>>>>
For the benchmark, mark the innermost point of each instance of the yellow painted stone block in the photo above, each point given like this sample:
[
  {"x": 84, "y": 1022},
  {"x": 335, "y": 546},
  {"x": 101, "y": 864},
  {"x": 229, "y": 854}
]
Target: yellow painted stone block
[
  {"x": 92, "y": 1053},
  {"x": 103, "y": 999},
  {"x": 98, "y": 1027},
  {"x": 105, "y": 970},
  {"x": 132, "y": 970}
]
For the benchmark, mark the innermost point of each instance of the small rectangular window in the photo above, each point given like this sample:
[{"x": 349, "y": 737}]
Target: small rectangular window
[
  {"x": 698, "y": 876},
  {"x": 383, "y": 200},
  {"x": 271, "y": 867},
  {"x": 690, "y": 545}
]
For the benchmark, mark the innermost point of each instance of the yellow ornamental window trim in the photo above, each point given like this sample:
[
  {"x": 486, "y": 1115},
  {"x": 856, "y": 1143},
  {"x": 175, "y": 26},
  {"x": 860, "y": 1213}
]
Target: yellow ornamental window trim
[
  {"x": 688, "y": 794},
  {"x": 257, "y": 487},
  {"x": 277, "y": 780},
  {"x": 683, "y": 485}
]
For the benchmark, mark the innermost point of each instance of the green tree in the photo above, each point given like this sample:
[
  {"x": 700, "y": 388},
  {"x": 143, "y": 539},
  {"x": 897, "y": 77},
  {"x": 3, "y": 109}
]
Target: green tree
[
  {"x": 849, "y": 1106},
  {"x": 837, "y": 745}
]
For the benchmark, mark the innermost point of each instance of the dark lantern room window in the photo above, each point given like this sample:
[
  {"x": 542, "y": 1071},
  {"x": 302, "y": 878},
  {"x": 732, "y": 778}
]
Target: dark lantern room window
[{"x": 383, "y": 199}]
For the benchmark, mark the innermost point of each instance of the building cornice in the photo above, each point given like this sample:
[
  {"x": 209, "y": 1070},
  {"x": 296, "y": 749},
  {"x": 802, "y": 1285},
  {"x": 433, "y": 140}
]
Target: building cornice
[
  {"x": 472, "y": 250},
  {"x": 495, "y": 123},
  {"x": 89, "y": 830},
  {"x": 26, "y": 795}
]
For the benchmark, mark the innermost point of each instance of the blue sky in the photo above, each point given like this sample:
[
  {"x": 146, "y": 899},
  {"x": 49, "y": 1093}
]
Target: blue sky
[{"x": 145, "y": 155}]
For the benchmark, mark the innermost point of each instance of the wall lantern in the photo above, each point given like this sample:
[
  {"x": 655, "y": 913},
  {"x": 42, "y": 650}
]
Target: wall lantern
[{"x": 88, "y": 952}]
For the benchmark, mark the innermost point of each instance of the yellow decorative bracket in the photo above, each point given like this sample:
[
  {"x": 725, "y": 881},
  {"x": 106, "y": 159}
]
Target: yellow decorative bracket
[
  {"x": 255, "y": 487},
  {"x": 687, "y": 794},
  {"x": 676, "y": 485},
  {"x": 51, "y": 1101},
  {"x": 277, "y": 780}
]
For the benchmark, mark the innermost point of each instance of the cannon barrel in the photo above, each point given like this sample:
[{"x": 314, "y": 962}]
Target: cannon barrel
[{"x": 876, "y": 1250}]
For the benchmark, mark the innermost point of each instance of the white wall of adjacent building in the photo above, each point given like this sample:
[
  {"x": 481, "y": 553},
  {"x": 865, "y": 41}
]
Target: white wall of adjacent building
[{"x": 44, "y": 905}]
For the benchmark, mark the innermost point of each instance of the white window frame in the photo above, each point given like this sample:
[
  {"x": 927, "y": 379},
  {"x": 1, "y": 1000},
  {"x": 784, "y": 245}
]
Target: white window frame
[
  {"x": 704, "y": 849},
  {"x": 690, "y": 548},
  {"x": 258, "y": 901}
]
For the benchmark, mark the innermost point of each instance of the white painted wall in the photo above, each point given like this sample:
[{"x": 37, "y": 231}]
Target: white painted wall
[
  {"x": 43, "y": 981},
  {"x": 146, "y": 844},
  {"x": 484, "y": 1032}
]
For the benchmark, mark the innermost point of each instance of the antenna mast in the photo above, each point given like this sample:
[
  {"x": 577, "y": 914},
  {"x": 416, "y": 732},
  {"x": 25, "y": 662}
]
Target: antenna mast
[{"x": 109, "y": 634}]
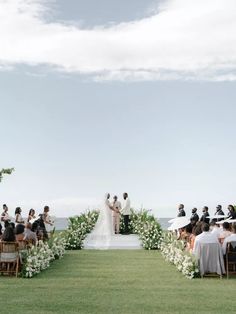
<<<<
> **Task brief**
Copy the data from the line with "the white painted" through the end of the data, requests included, and add 77 to every x and y coordinate in the answer points but not to those in the requests or their samples. Leave the pictures out of the answer.

> **Correct output**
For the benchmark, mark the innermost point of each instance of the white painted wall in the photo above, each point given like this sample:
[{"x": 37, "y": 231}]
Target: white painted wall
[
  {"x": 120, "y": 1058},
  {"x": 223, "y": 921},
  {"x": 561, "y": 1109}
]
For the benchmark, mark the innermost point of each instance of the antenna mast in the photo above, each point given like this sample:
[
  {"x": 577, "y": 914},
  {"x": 416, "y": 732},
  {"x": 25, "y": 662}
]
Target: antenna mast
[{"x": 186, "y": 711}]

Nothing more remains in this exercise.